-- The input start --

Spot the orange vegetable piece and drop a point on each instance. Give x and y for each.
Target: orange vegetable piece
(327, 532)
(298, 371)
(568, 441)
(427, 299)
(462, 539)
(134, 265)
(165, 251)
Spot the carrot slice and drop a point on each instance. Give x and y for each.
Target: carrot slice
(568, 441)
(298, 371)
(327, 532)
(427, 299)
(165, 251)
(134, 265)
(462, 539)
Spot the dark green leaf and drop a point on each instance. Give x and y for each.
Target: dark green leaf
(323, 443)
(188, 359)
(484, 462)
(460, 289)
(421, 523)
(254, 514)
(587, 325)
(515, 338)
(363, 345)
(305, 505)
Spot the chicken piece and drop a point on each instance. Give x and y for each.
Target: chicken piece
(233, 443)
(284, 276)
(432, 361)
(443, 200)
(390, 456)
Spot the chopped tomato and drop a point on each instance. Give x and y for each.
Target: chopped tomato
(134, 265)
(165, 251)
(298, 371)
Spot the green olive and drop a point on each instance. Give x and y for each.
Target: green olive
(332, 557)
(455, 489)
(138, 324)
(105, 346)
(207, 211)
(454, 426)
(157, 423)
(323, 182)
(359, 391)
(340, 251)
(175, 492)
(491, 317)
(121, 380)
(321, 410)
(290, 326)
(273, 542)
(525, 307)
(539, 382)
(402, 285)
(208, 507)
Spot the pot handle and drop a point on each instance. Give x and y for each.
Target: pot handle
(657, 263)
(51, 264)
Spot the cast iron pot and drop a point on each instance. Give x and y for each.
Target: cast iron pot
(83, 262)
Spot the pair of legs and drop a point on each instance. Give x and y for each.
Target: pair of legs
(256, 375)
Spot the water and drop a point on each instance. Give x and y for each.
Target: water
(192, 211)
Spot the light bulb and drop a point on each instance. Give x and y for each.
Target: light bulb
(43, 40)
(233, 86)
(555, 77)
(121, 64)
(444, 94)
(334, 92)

-- The input end --

## Stated task
Starting at the line that contains "Spot the dark", retype each line through the end of the listing above and nothing else.

## Complete answer
Spot the dark green leaf and drop a point on each instance. Give x and y for each.
Target: dark green leaf
(323, 443)
(188, 359)
(484, 462)
(460, 289)
(421, 523)
(254, 514)
(587, 325)
(515, 338)
(363, 345)
(305, 505)
Spot the chicken piece and drop a point on each instance. Give x and y for each.
Target: chicken piece
(233, 443)
(284, 276)
(432, 361)
(443, 200)
(390, 456)
Spot the chopped tomato and drop a point on each instance. Give x and y for each.
Target: chopped tomato
(134, 265)
(165, 251)
(298, 371)
Spot the green olive and drop a point on each instance. Give x and y for each.
Target: green olive
(332, 557)
(455, 489)
(138, 324)
(105, 346)
(207, 211)
(454, 426)
(157, 423)
(323, 182)
(359, 391)
(340, 251)
(175, 492)
(491, 317)
(121, 380)
(321, 410)
(290, 326)
(273, 542)
(525, 307)
(539, 382)
(402, 285)
(208, 507)
Spot the pot handle and drop a point on each instance. Give x and y for each.
Target: pot handle
(657, 263)
(51, 264)
Spot the cast iron pot and drop a point on each instance. Give x and y for each.
Target: cast iron pot
(83, 262)
Spot the pair of legs and drop a point on each instance. Give x and y for each.
Target: pair of legs
(256, 375)
Spot the water and drop a point on each instance. Give x and y for each.
Target: water
(192, 211)
Spot the light bulb and drop a point on each instance. Give x and y for each.
Target: light bulb
(43, 40)
(233, 86)
(555, 77)
(121, 64)
(444, 94)
(334, 92)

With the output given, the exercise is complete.